Sheep Take a Hike (1994): Beating a Dead Mutton

Nancy Shaw, Sheep Take a Hike (Houghton Mifflin, 1994)

The intrepid sheep get ready for a day in the woods on the book's cover.

On the road again… just can’t wait to get on the road again…
photo credit:

The thing about Sheep in a Jeep, ultimately, that makes it work as well as it does, and it works very well indeed, is the language. It is basic, it is easily remembered by both adults and children alike, and it is very well-constructed and well-presented. There’s nothing in Sheep in a Jeep that feels like Shaw was stretching in order to fit the parameters of either the story she was telling or the educational goals she had set for herself. As a result, the story is a resounding success, and all of the other great things about the book are kind of icing on the cake. Sheep Take a Hike is the exact opposite. The illustrations are just as wonderful, maybe even more so, and the story is fun, but the language at the core of it is not as well constructed, nor as well presented, and more than once it feels exactly like Shaw was stretching in order to twist where she wanted to go in order to fit it into the parameters—both those mentioned above and the parameters that she’s set for herself in the first book (the two are very strongly similar rhythmically). As much as I hate to say it given that the original is one of the best children’s books ever written, this is a noticeably inferior product.

All that having been said, it’s still the same lovable band of sheep, and if you discount the language issues that will have readers stumbling in certain parts the first few times through (though one will adapt pretty quickly), there is still a good deal about this book to like, and I ran through most of it above. Here, the illustrations are the kicker, and they are, not surprisingly, wonderful. So I’m certainly not going to say “you don’t want to read this one to your kid”, especially if you (and said kid) love the first one. But get it out of the library first to see whether it’s going to stand up to the same repeated readings the initial book does. ** ½

If I Had a Dog (1984): It Wouldn’t Act Like This

Lilian Obligado, If I Had a Dog (Golden Press, 1984)

The book's narrator dreams about having a dog of his own on its cover.

The dreams a young boy dreams.

ABOUT THIS TASK: In the book reviews, what does the reviewer say is "the kicker" in Sheep Take a Hike? Please answer in a few words. The lines that follow aren't needed here.

COLLECTED DATA:

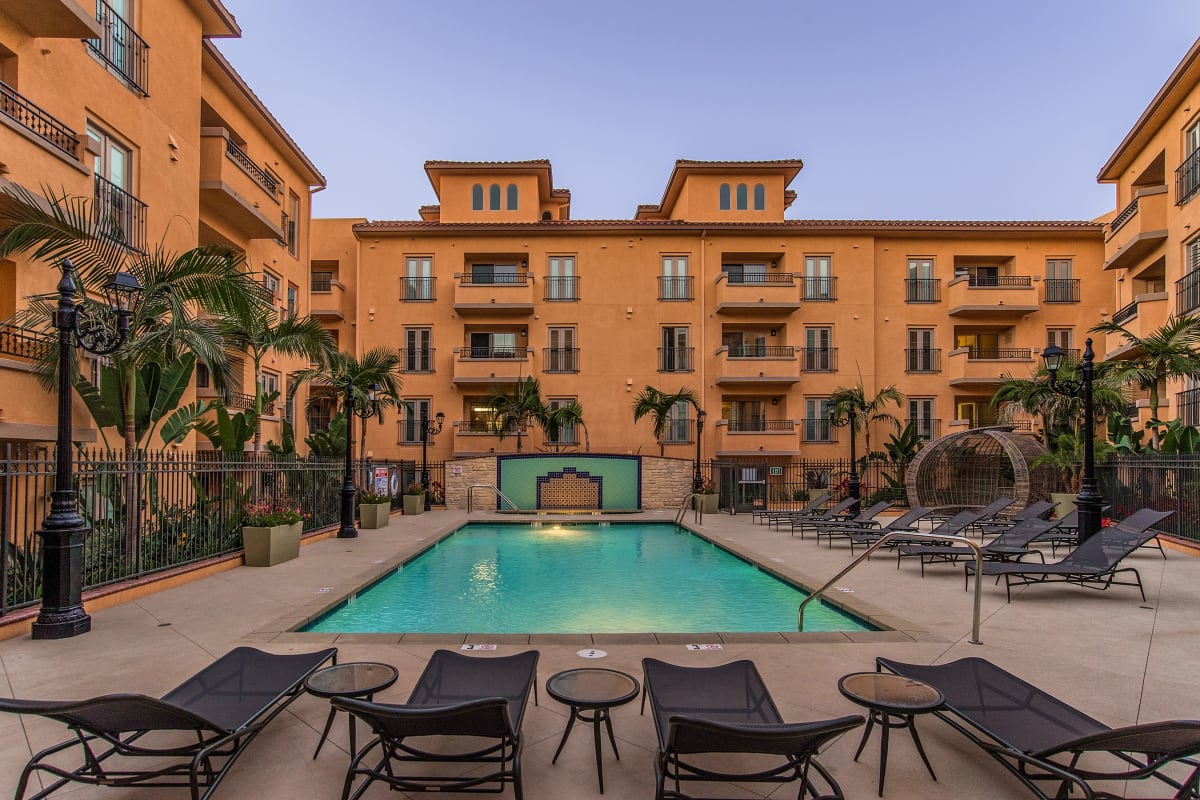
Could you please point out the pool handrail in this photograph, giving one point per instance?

SOLVED PROBLEM: The illustrations.